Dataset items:
+ + + + +
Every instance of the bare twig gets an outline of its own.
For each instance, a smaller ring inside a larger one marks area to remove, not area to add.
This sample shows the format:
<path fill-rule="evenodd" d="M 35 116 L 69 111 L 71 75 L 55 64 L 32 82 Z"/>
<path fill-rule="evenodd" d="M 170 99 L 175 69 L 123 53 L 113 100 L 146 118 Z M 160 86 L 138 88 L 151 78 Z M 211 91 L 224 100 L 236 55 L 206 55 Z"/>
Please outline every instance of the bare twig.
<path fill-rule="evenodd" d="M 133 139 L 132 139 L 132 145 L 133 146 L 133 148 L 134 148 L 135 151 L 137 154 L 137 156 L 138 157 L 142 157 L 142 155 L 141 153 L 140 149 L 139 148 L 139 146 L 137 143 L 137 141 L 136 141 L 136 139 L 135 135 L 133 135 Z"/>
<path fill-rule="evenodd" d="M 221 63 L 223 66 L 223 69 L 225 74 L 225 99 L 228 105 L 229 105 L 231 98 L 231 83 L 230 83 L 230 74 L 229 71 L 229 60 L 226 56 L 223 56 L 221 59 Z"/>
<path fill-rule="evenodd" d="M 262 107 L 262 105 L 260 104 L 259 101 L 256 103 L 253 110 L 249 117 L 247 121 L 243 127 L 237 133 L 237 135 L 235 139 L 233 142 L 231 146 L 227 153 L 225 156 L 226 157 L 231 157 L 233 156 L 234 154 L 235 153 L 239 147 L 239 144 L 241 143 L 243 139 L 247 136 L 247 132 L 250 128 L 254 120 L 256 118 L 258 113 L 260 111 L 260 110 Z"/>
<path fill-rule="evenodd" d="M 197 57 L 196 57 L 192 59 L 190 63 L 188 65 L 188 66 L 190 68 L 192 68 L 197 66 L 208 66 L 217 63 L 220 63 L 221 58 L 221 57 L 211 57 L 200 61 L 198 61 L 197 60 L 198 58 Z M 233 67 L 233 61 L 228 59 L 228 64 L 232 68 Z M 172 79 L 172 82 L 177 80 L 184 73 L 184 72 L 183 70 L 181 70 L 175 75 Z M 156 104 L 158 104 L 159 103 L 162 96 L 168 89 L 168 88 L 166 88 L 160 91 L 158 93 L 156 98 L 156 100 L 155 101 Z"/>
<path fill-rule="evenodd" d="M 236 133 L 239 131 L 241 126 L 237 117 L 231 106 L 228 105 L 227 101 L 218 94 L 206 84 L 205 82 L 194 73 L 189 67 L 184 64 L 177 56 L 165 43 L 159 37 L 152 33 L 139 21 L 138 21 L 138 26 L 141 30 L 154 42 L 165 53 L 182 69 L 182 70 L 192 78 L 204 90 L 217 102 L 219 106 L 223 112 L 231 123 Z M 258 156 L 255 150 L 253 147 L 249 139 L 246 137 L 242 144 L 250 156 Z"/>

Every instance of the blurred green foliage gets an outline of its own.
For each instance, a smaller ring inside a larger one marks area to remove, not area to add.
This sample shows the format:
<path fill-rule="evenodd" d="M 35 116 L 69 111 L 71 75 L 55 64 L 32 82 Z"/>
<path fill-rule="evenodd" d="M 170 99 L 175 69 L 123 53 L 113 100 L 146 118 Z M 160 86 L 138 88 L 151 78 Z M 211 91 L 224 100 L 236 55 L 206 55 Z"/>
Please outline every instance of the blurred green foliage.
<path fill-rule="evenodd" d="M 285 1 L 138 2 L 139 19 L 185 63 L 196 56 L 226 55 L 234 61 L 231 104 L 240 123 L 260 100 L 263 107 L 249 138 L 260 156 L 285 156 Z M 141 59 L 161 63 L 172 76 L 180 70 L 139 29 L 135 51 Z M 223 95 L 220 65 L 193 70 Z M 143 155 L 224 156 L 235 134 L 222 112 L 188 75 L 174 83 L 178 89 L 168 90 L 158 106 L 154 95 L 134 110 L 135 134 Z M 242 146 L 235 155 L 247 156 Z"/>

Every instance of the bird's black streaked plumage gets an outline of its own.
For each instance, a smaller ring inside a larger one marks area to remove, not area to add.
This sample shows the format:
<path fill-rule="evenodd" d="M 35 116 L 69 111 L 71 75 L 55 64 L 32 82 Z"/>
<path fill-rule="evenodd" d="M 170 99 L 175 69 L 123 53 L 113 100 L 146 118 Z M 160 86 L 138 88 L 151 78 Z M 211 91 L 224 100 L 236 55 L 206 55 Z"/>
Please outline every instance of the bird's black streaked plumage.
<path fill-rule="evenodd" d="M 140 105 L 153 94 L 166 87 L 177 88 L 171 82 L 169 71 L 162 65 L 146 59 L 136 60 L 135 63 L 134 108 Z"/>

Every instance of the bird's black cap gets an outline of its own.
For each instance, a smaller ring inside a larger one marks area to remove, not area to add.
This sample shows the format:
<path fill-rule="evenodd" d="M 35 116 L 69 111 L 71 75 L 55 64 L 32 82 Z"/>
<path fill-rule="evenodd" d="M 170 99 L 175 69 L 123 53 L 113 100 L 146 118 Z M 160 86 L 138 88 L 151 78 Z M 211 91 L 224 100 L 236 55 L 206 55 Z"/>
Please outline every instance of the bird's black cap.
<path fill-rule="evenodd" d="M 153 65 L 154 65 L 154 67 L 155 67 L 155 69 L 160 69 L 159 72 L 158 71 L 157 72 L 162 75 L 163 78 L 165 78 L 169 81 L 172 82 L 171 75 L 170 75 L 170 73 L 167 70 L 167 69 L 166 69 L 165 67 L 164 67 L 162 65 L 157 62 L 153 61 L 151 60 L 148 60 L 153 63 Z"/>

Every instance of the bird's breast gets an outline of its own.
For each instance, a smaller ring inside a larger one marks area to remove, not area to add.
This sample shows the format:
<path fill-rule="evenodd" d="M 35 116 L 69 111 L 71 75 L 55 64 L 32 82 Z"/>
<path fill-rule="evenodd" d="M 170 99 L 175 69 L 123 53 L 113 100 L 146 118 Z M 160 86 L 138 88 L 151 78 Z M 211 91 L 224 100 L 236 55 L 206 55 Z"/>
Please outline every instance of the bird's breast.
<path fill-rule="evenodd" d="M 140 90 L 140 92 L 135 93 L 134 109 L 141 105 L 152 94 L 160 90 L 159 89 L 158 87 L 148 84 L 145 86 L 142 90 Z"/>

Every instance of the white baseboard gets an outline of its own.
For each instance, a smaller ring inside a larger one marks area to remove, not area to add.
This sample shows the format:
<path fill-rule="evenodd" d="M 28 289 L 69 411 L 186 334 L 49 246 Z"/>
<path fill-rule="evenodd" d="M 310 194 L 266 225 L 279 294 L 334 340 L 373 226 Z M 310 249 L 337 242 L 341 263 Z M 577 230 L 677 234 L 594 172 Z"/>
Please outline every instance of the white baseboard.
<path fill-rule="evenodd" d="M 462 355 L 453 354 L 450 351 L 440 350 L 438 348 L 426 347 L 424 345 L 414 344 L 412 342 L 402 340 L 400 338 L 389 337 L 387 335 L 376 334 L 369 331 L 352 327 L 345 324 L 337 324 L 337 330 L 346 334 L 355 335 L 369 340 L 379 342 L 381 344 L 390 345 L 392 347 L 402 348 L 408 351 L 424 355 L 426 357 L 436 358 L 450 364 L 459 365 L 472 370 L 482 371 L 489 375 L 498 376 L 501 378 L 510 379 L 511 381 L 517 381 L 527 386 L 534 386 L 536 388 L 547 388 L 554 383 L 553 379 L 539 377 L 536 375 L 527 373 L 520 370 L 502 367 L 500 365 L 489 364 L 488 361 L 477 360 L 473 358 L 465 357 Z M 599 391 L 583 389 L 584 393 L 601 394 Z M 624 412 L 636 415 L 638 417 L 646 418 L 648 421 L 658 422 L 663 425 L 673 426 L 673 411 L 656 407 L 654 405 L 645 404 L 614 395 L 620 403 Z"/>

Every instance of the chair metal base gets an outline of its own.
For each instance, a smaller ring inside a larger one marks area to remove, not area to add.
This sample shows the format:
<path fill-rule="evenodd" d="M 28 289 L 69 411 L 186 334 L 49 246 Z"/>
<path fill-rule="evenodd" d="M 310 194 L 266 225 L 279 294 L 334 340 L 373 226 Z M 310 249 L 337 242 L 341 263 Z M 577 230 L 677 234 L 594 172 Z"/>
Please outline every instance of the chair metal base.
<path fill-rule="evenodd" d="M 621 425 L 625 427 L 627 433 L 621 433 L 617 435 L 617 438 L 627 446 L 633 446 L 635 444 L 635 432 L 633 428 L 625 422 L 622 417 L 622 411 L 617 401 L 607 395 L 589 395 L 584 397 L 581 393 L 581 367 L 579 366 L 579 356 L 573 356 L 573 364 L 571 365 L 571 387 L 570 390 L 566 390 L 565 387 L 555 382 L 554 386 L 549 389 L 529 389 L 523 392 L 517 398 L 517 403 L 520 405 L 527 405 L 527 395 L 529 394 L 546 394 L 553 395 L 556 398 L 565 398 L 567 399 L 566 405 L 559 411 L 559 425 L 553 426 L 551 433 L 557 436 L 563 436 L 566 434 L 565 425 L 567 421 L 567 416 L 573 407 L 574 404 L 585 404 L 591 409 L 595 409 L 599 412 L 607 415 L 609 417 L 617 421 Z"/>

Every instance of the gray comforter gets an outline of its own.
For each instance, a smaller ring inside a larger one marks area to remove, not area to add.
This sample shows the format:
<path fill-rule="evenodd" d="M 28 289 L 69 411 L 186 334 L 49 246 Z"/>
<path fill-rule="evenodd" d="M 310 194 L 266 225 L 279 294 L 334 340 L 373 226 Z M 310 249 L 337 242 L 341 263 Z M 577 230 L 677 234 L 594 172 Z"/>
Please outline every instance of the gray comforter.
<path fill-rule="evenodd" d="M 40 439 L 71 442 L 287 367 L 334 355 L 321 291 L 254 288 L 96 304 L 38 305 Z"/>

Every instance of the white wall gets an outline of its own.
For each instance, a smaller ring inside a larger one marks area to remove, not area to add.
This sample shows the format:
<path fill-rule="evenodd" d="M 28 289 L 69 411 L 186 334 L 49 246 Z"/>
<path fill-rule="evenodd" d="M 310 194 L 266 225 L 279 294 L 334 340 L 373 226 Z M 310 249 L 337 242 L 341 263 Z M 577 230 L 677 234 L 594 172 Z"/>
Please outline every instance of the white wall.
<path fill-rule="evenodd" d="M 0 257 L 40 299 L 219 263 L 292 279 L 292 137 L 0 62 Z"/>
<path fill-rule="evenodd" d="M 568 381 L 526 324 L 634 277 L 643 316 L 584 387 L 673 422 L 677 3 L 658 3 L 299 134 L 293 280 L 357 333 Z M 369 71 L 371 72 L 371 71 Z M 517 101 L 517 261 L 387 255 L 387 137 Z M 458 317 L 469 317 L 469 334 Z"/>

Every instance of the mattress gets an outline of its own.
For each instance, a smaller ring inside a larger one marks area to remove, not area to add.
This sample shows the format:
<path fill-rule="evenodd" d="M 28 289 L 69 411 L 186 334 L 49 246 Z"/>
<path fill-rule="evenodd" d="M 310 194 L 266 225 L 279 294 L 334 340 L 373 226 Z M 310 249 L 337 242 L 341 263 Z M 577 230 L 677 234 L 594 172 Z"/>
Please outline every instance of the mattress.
+ + + + +
WHAT THE EXERCISE ASKS
Reproduce line for line the part of the rows that starts with the line containing "Every instance of the mattress gets" and continues to the end of the rows, including both the first and the last line.

COMPLETE RESPONSE
Every instance of the mattress gets an outline of its own.
For each instance, a smaller ring inside a larger one marks area to remove, not area to add.
This sample shows the format:
<path fill-rule="evenodd" d="M 28 289 L 69 411 L 186 334 L 49 246 Z"/>
<path fill-rule="evenodd" d="M 310 194 L 266 225 L 279 294 L 334 340 L 373 226 Z M 310 249 L 337 242 L 341 263 Z M 577 230 L 677 234 L 594 172 Z"/>
Please outline every instance of the mattress.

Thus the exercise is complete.